Stored data:

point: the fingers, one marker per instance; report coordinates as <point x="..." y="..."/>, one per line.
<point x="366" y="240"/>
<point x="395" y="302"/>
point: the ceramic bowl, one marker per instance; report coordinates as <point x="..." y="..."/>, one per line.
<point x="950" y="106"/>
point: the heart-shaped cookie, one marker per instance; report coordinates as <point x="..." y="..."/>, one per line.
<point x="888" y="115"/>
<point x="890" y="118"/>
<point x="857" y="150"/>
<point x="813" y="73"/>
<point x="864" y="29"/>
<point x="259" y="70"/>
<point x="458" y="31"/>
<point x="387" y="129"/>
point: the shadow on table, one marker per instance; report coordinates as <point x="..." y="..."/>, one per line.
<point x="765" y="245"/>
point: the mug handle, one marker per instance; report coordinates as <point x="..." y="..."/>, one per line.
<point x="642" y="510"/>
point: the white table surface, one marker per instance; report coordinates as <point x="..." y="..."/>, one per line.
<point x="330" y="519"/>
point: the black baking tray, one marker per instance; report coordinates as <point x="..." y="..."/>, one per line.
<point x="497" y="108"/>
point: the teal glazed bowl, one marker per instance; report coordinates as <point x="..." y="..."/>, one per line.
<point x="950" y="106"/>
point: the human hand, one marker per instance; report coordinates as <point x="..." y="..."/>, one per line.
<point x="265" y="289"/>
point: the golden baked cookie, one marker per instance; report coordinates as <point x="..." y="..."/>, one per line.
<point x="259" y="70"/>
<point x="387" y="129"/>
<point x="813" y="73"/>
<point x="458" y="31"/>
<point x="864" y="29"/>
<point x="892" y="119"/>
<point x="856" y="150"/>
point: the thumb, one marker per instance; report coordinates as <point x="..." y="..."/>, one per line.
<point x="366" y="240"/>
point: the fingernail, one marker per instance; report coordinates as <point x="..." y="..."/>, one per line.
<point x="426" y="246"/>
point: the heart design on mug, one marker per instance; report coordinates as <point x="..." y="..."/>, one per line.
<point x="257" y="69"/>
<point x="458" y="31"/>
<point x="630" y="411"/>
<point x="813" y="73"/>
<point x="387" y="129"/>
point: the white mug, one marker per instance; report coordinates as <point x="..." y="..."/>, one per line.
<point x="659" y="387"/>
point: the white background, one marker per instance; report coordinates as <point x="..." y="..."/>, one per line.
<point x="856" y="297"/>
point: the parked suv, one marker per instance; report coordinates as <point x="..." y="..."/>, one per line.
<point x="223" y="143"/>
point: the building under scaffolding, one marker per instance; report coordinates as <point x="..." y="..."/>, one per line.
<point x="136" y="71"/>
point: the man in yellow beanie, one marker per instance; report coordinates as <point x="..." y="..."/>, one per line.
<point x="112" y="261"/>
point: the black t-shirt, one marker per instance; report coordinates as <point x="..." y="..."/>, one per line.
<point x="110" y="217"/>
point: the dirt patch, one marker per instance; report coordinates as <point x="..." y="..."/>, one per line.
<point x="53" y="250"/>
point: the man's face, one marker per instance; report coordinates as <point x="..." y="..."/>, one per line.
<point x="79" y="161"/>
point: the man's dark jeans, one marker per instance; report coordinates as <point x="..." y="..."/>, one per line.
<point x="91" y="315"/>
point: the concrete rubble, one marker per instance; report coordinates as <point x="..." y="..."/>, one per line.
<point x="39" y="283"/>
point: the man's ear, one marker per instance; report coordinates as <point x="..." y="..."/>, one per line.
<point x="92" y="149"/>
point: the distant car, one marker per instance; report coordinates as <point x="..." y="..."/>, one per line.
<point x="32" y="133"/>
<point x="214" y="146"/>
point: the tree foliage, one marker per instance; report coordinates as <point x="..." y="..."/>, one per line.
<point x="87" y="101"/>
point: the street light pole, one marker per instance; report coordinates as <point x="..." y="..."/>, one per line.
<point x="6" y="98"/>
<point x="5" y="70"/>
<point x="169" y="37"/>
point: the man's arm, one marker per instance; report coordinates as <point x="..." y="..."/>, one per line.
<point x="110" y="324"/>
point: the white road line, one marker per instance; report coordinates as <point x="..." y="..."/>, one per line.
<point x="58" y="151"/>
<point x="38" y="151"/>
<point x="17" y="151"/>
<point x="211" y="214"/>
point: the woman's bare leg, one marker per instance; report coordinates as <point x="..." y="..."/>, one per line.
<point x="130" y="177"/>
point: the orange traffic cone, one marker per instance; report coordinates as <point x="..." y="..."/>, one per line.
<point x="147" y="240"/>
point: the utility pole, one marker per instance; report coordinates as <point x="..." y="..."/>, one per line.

Task requirements: Can you transcribe all of the material above, line for line, without changing anything?

Exercise output:
point: the fingers, one marker per instance; report coordinates as <point x="..." y="..."/>, one per line.
<point x="366" y="240"/>
<point x="395" y="302"/>
point: the ceramic bowl, one marker per instance; report coordinates as <point x="..." y="..."/>, one per line.
<point x="950" y="106"/>
point: the heart-shaped cookie, one marker per instance; report coordinates as <point x="..." y="..."/>, one per line.
<point x="888" y="115"/>
<point x="890" y="118"/>
<point x="857" y="150"/>
<point x="813" y="73"/>
<point x="864" y="29"/>
<point x="259" y="70"/>
<point x="458" y="31"/>
<point x="387" y="129"/>
point: the shadow on table, one marker per instance; report coordinates as <point x="..." y="..."/>, one per line.
<point x="765" y="245"/>
point: the mug handle, one marker per instance; report coordinates as <point x="..." y="..."/>, one per line.
<point x="642" y="510"/>
point: the white table surface, one marker per instance; report coordinates as <point x="..." y="..."/>, one per line.
<point x="330" y="519"/>
point: the black baking tray, one marker per instance; report coordinates as <point x="..." y="..."/>, one per line.
<point x="497" y="108"/>
point: the teal glazed bowl, one marker per instance; report coordinates as <point x="..." y="..."/>, one per line.
<point x="950" y="106"/>
point: the human hand, one marker per instance; report coordinates as <point x="..." y="..."/>, one per line.
<point x="265" y="289"/>
point: the golden baked cookie, one marker per instance; report coordinates as <point x="..." y="..."/>, one per line.
<point x="259" y="70"/>
<point x="387" y="129"/>
<point x="813" y="73"/>
<point x="458" y="31"/>
<point x="864" y="29"/>
<point x="892" y="119"/>
<point x="856" y="150"/>
point: the thumb, one marker per instance; report coordinates as <point x="..." y="..."/>, one per line.
<point x="366" y="240"/>
point: the fingernail, one marker per instance; report coordinates as <point x="..." y="..."/>, one per line.
<point x="426" y="246"/>
point: the heart design on mug, one marker per instance; report coordinates as <point x="..." y="..."/>, one per line.
<point x="257" y="69"/>
<point x="458" y="31"/>
<point x="630" y="411"/>
<point x="813" y="73"/>
<point x="387" y="129"/>
point: the white mug, one marker per instance; report coordinates as <point x="..." y="..."/>, one per line.
<point x="659" y="387"/>
point: the white background, one marker per instance; report coordinates as <point x="..." y="..."/>, one per line.
<point x="856" y="297"/>
point: the parked suv, one marker per instance; report coordinates as <point x="..." y="..."/>, one per line.
<point x="223" y="143"/>
point: the building under scaffolding, one marker per instance; report coordinates as <point x="..." y="..."/>, one per line.
<point x="136" y="71"/>
point: the man in yellow beanie, one marker per instance; report coordinates as <point x="..." y="..."/>, one per line.
<point x="112" y="261"/>
point: the black t-shirt, one marker per instance; report coordinates as <point x="..." y="..."/>, one per line.
<point x="110" y="217"/>
point: the dirt patch, one marker per instance; report coordinates as <point x="..." y="..."/>, one per line.
<point x="53" y="250"/>
point: the man's face, one marker per instance; report coordinates as <point x="..." y="..."/>, one per line.
<point x="79" y="161"/>
point: the man's dark jeans, one marker per instance; report coordinates as <point x="..." y="..."/>, one per line.
<point x="91" y="315"/>
point: the concrete rubble, one marker per instance; report coordinates as <point x="..." y="..."/>, one per line.
<point x="39" y="283"/>
point: the man's ear, one marker per instance; report coordinates as <point x="..." y="..."/>, one per line.
<point x="92" y="149"/>
point: the distant car, one marker per instance; report coordinates as <point x="..." y="..."/>, one per line.
<point x="32" y="133"/>
<point x="214" y="146"/>
point: the tree foliage, one marker per instance; report coordinates as <point x="..." y="..."/>, one per line.
<point x="87" y="101"/>
point: the street light pole, one marker per instance; report coordinates as <point x="..." y="..."/>, one per line.
<point x="6" y="98"/>
<point x="5" y="70"/>
<point x="169" y="37"/>
point: the man's arm, one marker per instance; report coordinates as <point x="..." y="..."/>, one per line.
<point x="110" y="324"/>
point: the white road line, one marker per instance; report coordinates as <point x="..." y="..."/>, one per line.
<point x="58" y="151"/>
<point x="38" y="151"/>
<point x="17" y="151"/>
<point x="211" y="214"/>
point: the woman's bare leg, one marker per instance; report coordinates as <point x="..." y="..."/>, one per line.
<point x="130" y="177"/>
point: the orange traffic cone, one marker per instance; report coordinates as <point x="..." y="..."/>, one per line.
<point x="147" y="240"/>
point: the utility pole, one marker per instance; report coordinates as <point x="..." y="..."/>, one per line.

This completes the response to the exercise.